** SUPPLIED ENTRIES **
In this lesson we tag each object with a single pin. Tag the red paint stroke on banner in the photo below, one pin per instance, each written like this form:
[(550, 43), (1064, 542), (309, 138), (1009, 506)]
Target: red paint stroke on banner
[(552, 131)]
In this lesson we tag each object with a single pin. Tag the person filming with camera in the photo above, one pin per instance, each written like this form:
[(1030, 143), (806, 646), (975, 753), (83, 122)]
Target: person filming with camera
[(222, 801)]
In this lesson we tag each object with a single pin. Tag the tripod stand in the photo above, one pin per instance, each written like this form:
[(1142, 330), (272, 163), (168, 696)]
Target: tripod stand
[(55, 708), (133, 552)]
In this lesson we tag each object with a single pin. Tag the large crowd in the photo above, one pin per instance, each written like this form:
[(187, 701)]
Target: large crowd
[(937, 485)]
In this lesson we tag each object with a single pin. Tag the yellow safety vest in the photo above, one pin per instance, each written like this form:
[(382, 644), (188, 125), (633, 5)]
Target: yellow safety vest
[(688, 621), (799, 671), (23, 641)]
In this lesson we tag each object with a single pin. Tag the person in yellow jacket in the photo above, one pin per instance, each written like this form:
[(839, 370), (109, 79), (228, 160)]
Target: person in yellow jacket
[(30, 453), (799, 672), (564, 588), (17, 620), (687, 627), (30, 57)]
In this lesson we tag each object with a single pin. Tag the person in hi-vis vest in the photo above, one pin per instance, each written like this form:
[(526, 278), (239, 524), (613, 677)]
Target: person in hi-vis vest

** PROMPT **
Both the first line of the records above and the line containing "Tag the large" are to be transcribed exactly, together with every line between them, and nothing else.

** OUTPUT OF THE TASK **
In this lesson we tag each object with a single pin. Tag the red paint stroke on banner in the photo below, one pin per instance, each written like this form:
[(550, 43), (1064, 542), (309, 138), (1009, 506)]
Target: red paint stroke on banner
[(552, 131)]
In this lesson we tag each object with a single pin. Tag the person filming with camera in the photo above, one pin per instance, each written like this form:
[(1030, 143), (806, 646), (975, 753), (83, 122)]
Target: person filming with camera
[(222, 801)]
In this lesson we tag each object with a single pin. Tag the tripod stand in the photo above, one pin per instance, each written like this form:
[(1142, 330), (272, 163), (168, 696)]
Target: tripod stand
[(55, 708), (133, 552)]
In this lesson we tag each object with a single pin. Tag the large crowd in the photo above, one pin per instance, each written like this form:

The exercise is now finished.